Please convert the listing below into a Markdown table with the columns "Row" and "Text," giving each line its own numbered row. Skip blank lines and leave out the pictures.
═══ Records supplied
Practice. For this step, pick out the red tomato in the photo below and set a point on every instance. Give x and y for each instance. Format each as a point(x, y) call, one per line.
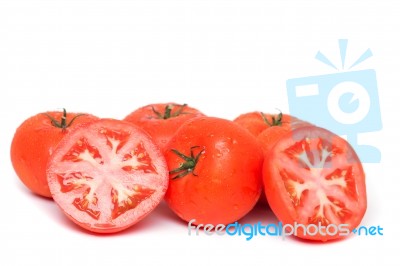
point(268, 128)
point(314, 177)
point(257, 122)
point(273, 134)
point(215, 171)
point(35, 140)
point(162, 120)
point(107, 175)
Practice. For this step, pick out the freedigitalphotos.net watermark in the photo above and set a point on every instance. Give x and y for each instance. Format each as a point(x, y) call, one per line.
point(280, 230)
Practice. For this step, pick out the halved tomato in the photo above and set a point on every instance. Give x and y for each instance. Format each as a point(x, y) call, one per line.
point(314, 177)
point(107, 175)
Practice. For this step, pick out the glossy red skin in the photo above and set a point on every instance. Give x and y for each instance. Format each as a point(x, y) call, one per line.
point(267, 135)
point(228, 182)
point(255, 123)
point(278, 196)
point(139, 212)
point(161, 130)
point(33, 143)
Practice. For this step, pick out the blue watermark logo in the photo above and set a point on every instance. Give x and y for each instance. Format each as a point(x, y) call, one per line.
══════
[Solution below]:
| Row | Text |
|---|---|
| 1 | Practice. For this step, pick out the red tomato in the photo below and set a point on every instance. Give x and y for each instance. Format each as a point(x, y) call, one per line. |
| 2 | point(268, 128) |
| 3 | point(314, 177) |
| 4 | point(257, 122) |
| 5 | point(273, 134) |
| 6 | point(215, 171) |
| 7 | point(35, 140) |
| 8 | point(162, 120) |
| 9 | point(107, 175) |
| 10 | Practice. For this step, pick out the freedigitalphotos.net watermark in the photo above and set a point on every instance. Give x and y for each instance. Format each as a point(x, y) call, one per line. |
| 11 | point(280, 230) |
| 12 | Practice. For this step, pick out the halved tomato in the photo above and set a point on every instance. Give x and y for each instance. Format each as a point(x, y) call, one per line. |
| 13 | point(314, 177) |
| 14 | point(107, 175) |
| 15 | Practice. For this step, pick out the glossy red skin in the photo above and set a point on every instance. Give x and y for each instance. Format each as a point(x, y) call, one per line. |
| 16 | point(267, 135) |
| 17 | point(228, 182) |
| 18 | point(255, 123) |
| 19 | point(278, 196) |
| 20 | point(139, 212) |
| 21 | point(161, 130) |
| 22 | point(33, 143) |
| 23 | Practice. For this step, pick out the blue watermark logo in the photo above and set a point on every instance. Give x and y for each instance. Format each as a point(x, y) call, one per line. |